==== Provided information
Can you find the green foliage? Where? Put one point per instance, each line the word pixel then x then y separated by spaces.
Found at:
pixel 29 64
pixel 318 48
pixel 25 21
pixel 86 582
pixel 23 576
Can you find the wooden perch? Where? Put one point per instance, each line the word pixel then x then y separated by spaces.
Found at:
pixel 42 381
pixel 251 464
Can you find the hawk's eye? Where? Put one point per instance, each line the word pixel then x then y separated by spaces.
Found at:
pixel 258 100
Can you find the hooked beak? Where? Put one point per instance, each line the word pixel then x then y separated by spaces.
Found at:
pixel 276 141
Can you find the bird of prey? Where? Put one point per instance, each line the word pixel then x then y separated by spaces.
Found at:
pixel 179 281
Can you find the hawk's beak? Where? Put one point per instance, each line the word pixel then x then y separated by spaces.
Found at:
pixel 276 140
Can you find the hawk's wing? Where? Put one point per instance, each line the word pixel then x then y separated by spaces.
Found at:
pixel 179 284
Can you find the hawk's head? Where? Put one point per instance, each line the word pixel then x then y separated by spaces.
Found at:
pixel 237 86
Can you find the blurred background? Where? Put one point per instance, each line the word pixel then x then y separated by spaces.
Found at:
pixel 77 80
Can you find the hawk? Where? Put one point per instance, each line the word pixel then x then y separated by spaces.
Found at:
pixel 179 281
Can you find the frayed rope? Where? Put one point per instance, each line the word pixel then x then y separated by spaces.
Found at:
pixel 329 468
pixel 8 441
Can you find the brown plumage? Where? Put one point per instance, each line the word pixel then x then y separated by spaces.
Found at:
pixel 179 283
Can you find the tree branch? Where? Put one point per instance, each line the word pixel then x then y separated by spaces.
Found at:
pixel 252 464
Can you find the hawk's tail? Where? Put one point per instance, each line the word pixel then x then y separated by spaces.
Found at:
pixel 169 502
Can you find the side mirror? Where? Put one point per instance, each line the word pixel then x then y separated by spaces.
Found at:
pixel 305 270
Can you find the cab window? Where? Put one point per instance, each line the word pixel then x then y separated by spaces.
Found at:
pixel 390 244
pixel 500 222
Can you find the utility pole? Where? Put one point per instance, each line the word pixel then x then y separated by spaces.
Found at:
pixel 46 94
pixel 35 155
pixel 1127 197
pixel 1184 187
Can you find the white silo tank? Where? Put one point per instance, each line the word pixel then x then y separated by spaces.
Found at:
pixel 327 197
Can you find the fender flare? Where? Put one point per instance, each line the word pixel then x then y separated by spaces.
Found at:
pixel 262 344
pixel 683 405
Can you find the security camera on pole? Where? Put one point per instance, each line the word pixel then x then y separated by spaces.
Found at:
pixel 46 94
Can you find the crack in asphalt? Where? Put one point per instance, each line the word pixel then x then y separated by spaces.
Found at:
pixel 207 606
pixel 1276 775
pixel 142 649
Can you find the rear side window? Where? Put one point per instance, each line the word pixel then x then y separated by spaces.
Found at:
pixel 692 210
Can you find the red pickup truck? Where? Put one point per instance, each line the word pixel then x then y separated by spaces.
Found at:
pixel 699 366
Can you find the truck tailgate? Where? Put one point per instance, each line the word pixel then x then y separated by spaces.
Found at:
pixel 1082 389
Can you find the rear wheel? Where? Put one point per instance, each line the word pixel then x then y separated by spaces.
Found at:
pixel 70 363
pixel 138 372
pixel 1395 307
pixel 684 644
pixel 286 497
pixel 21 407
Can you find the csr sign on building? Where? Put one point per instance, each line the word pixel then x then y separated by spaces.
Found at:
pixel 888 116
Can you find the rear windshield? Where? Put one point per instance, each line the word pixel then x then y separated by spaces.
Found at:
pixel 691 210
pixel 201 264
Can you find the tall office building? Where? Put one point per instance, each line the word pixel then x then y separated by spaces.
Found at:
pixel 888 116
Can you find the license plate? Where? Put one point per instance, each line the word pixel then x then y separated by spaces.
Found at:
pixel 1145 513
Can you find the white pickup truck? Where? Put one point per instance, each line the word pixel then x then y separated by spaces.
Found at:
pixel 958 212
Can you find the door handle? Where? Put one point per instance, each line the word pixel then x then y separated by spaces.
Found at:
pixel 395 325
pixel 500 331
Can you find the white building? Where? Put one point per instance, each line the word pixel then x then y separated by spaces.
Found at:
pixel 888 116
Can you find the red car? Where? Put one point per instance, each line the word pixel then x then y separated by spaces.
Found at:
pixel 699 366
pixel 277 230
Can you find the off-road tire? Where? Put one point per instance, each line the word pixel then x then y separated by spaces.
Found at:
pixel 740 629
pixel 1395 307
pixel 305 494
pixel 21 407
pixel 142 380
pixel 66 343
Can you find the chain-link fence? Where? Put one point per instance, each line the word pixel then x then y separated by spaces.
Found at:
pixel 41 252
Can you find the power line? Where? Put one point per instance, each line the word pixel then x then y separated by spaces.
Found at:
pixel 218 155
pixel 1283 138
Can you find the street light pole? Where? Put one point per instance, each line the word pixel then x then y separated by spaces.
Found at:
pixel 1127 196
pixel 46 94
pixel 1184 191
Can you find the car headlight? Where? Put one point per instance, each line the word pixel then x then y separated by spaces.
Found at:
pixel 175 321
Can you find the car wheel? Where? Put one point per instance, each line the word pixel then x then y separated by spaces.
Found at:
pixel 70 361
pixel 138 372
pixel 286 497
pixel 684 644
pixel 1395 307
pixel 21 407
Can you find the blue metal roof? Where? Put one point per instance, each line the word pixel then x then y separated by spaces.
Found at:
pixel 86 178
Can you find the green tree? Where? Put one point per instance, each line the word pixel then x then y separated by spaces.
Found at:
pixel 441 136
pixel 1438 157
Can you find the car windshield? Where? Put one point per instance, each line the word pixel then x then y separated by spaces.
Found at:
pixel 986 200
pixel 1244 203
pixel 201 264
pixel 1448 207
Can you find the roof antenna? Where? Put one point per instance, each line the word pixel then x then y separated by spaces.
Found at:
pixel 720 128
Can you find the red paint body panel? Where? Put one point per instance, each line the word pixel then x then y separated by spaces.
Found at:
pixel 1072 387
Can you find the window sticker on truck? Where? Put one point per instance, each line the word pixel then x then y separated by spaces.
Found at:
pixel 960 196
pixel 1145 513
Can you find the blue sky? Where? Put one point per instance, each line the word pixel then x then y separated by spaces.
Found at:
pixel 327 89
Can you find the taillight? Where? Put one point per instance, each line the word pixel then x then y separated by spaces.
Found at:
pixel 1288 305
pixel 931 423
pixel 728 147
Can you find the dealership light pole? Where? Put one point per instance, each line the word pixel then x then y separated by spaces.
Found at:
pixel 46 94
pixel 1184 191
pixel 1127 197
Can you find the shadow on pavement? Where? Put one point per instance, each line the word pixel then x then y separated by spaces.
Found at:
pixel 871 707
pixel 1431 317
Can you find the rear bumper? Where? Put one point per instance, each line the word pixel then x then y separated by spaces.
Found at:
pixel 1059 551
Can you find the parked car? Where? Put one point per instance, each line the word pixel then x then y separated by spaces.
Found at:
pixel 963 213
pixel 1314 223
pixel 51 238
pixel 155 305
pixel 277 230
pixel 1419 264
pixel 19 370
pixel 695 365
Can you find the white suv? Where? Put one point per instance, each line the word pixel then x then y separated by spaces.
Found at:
========
Pull out all lines from the entries above in which the word "side" appears.

Output for this exercise »
Can you find the side mirror? Where? Put one point per instance, each line the word pixel then x then y separated by spaces.
Can you find the rear side window? Where? Put one point per instance, each line the word pixel then x then y separated by spaces.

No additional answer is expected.